*Requests*.
a – According to the review of Northern Stage's Noises Off, why does Frayn's title hint at the audience's role in the experience?
b – Continue the review of Northern Stage's Noises Off after its last sentence.

*Excerpted passage*.
/---

Nine doors, nine actors and nonstop silliness are the ingredients in Northern Stage's production of Michael Frayn's farce-within-a-farce, Noises Off. It's a loving parody of the stage itself, and this top-notch cast scampers up and down a magnificent two-story set to skewer the illusion of theater and the delusions of its practitioners.
The play depicts a mediocre troupe of British actors stumbling through a feeble farce called Nothing On, the most wince-worthy sex comedy imaginable. The little band of overactors may have limited artistic talent, but their version of professionalism guides them through missed entrances, dropped cues and pratfalls that the script never had in mind.
Frayn ridicules theatrical excess while demonstrating precisely what's wonderful about live performance. The show treats us to three views of the farce's first act. First up is a technical rehearsal in which the director is still coaxing the company through the mechanics of comedy bits that seem to have no chance of soaring to life when the show opens the next day. The rehearsal keeps breaking down, and the actors keep breaking character.
We next see the show in mid-tour. Now the set spins around and our vantage point is backstage. The company has been stewing in romantic jealousies and misunderstandings for a month, and these explode into a chaotic backstage pantomime while the show goes on. The stage entrances are made in the nick of time, with every exit a chance to fan the flames of backstage conflicts. Conducted in silence, the sight gags, pranks and vicious glares are hilarious, but also a master class in the acting principle that performers convey their characters' needs — in this case, idiotic ones.
Finally, as the tour drags to its end, the set spins again, and we see a performance in which everything that can go wrong does. The actors try to salvage things with desperate ad libs and foolish onstage fixes to a rapidly decaying storyline. These doomed heroic gestures are interspersed with surreal moments of mortification, such as the time an actor has forgotten his necktie but his scene partner sticks to her line about how he's tied it.
Numerous noises off — the theatrical term for sound emanating from offstage — punctuate the action, usually signaling disasters for the acting company, not the characters. Frayn's title hints at the audience's role in the experience, for we must make up an explanation for what we hear. Watching each entrance from front and back peels away mystery and trades it for comedy. But there's still something unseen behind every closed door.
The characters in Nothing On are pure caricature, their players not much deeper, but Frayn paints their foibles vividly. Dotty Otley (Patti Perkins) is an aging TV star whose career is now reduced to theatrical claptrap but whose billing still assures an audience. Otley's craft is now no match for managing more than one hand prop, and the shrugging Perkins shows how she's made peace with her limitations.
Otley has started a dalliance with the much younger Gary (David Mason). He can't form a coherent sentence that isn't written in a script, and so communicates through Mason's hysterically pliable facial expressions.

\---

*Supplied information*.
/---

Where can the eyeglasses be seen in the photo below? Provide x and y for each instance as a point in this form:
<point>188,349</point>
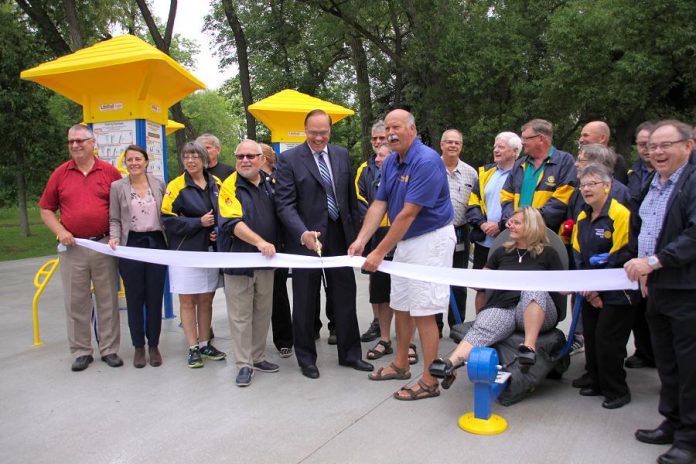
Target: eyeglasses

\---

*Written answers*.
a – The title hints at the audience's role because the noises off, sounds coming from offstage, leave us to make up an explanation for what we hear.

b –
The show's self-important director, Lloyd (Jamie Horton), has shuttled his affections from assistant stage manager Poppy (Jenni Putney) to vacuous ingénue Brooke (Emily Kron). As the tech rehearsal grinds on, Horton portrays Lloyd as a man proud of keeping his irritation firmly under control, but of course it's only a matter of time.
Putney gives Poppy the steely composure to absorb the panic flying around the production, but she, too, reaches a limit. Brooke's acting skill consists of looking good in a blond wig and garters. Kron plays her so frozen in a trance of overacting that she never breaks character; even her search for a lost contact lens is conducted as a ditz.
Aging trouper Selsdon (Bill Kux) can't remember his lines or time his entrances and is in constant danger of getting drunk backstage. Belinda (Susan Haefner) is the company's gossip and show-must-go-on cheerleader. Stage manager and understudy Tim (Michael Hornig) is a busy bundle of nerves.
Second-billed Fred (Mark Light-Orr) peppers the director with questions about motivation, as if his sex farce character harbored any. Light-Orr rumples his brow apologetically when confessing how stupid he is about "doors and things," hoping to be pitied for straining to keep up with the show's physical demands.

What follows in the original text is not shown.